■ PROBLEM STATEMENT ■
Wherever the word "boot" shows up in the data, report the line it sits in.
** Opening DATASET EXCERPTS block **
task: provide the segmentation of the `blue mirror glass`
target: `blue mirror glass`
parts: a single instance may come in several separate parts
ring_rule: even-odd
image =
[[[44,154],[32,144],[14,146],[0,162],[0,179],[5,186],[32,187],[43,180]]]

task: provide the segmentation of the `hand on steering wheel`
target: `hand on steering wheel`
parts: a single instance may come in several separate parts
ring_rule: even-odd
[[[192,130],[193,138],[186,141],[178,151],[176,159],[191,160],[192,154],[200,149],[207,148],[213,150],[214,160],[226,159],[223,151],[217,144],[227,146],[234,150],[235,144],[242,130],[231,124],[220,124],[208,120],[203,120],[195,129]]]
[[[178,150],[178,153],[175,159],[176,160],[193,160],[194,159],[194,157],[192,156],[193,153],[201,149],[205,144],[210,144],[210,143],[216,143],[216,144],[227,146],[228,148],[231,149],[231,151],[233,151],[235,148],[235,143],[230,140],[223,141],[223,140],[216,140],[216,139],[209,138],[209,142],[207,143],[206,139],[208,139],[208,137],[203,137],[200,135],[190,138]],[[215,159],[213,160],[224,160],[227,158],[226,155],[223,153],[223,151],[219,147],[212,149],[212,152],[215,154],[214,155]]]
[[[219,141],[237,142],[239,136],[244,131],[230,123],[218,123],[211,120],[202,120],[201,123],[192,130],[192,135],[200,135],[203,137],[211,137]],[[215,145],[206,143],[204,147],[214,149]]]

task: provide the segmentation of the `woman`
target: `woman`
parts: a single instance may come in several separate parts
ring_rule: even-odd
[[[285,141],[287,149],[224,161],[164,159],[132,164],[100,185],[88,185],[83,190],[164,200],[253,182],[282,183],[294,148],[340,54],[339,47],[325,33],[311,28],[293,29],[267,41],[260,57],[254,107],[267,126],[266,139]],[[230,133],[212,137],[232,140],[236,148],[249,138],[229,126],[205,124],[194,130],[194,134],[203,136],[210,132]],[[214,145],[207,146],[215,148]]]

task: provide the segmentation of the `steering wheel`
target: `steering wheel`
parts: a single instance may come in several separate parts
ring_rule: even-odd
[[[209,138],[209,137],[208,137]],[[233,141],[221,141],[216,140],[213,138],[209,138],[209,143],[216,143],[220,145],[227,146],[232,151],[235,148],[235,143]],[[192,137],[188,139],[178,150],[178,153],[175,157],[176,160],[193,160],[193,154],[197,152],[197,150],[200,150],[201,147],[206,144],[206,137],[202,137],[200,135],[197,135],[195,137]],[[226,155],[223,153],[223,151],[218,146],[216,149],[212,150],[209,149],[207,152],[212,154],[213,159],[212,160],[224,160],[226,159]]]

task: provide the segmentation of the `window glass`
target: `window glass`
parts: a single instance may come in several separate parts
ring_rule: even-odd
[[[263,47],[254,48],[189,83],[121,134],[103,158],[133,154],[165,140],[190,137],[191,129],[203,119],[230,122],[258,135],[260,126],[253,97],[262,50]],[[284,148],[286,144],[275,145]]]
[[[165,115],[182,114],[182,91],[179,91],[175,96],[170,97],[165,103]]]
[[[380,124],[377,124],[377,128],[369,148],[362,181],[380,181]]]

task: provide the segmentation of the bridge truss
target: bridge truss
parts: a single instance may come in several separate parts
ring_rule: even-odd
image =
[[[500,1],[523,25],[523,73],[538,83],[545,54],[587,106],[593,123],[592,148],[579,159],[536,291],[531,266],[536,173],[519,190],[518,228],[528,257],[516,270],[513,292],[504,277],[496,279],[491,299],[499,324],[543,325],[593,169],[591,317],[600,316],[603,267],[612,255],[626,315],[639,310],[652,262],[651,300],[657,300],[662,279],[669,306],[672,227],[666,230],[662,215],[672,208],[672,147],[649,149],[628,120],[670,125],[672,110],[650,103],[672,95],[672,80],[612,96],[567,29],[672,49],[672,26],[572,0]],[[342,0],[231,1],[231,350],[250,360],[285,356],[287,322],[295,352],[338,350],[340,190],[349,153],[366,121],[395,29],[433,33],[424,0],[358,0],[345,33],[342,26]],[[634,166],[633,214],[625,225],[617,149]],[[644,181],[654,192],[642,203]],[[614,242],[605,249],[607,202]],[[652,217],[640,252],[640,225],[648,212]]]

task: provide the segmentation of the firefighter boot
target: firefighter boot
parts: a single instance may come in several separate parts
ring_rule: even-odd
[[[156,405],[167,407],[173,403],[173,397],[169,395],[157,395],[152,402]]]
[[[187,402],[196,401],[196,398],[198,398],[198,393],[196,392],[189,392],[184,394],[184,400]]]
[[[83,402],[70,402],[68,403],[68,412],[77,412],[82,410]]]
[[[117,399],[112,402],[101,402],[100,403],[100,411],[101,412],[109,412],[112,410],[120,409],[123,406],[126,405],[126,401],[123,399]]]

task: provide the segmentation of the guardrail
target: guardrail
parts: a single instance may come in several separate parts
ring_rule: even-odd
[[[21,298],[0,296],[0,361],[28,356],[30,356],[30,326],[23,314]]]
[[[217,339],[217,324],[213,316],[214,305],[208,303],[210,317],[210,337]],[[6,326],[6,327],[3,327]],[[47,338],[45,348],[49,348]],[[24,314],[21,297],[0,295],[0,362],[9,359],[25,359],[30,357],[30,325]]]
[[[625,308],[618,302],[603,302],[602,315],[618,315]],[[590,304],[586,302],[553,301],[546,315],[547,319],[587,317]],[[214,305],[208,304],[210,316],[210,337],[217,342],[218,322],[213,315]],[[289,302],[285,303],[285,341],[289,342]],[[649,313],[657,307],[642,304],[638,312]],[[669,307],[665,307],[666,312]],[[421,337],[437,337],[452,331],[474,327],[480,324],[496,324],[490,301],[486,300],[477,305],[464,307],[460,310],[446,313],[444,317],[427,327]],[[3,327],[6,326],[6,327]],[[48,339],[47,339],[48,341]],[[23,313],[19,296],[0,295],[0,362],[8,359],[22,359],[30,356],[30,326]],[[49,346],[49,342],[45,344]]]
** Closing DATASET EXCERPTS block **
■ SOLVED EXERCISE ■
task: provide the segmentation of the firefighter boot
target: firefighter boot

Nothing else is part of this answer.